_PROMPT_:
Answer these questions using the text about the casting of "The Hunger Games."
(a) Which actor plays Cinna?
(b) At which university is Harry M. Benshoff an associate professor?
(c) According to Benshoff, what do people typically project onto a character, and why?

_TEXT SHOWN_:
Earlier this week, some “Hunger Games” fans tweeted their discontent because the characters of Cinna, Thresh and Rue are played by black actors in the big screen adaptation. This, despite the fact that both Thresh (Dayo Okeniyi) and Rue (Amandla Stenberg) are described as having “dark skin” in Suzanne Collins’ novel, while Cinna (Lenny Kravitz) is simply described as having short brown hair.
Whether fans’ remarks — such as, “Awkward moment when Rue is some black girl and not the little innocent blonde girl you picture” — stem from poor reading comprehension or intolerance, they’re indicative of a larger issue in Hollywood, said Harry M. Benshoff, an associate professor of radio, TV and film at the University of North Texas who co-wrote “America on Film: Representing Race, Class, Gender and Sexuality at the Movies.”
“Hollywood has never been on the forefront of the civil rights movement,” said Benshoff, who hasn’t read or watched “The Hunger Games.”
Despite certain character descriptions being spelled out in the book, Benshoff said, people typically project themselves onto a character in order to empathize with that person.

_SOURCE MATERIAL_:
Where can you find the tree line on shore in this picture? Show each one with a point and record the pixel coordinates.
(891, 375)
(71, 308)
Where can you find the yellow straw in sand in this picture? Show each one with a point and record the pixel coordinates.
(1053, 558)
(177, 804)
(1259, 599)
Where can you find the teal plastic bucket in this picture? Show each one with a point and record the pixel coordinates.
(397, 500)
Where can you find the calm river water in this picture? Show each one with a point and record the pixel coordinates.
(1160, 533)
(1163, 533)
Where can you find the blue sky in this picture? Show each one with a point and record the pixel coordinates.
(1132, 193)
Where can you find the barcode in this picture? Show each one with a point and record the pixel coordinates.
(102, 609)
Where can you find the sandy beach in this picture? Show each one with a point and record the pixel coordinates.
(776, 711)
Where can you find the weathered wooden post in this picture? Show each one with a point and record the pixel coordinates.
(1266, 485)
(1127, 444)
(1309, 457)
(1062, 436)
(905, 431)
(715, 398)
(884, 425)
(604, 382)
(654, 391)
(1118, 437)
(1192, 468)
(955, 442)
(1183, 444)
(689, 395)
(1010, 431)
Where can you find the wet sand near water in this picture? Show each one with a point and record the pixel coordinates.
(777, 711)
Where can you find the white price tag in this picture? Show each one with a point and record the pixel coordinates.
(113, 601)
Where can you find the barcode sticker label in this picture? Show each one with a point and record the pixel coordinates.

_RESULT OF THIS TASK_:
(a) Lenny Kravitz plays Cinna.
(b) He is an associate professor at the University of North Texas.
(c) People typically project themselves onto a character in order to empathize with that person.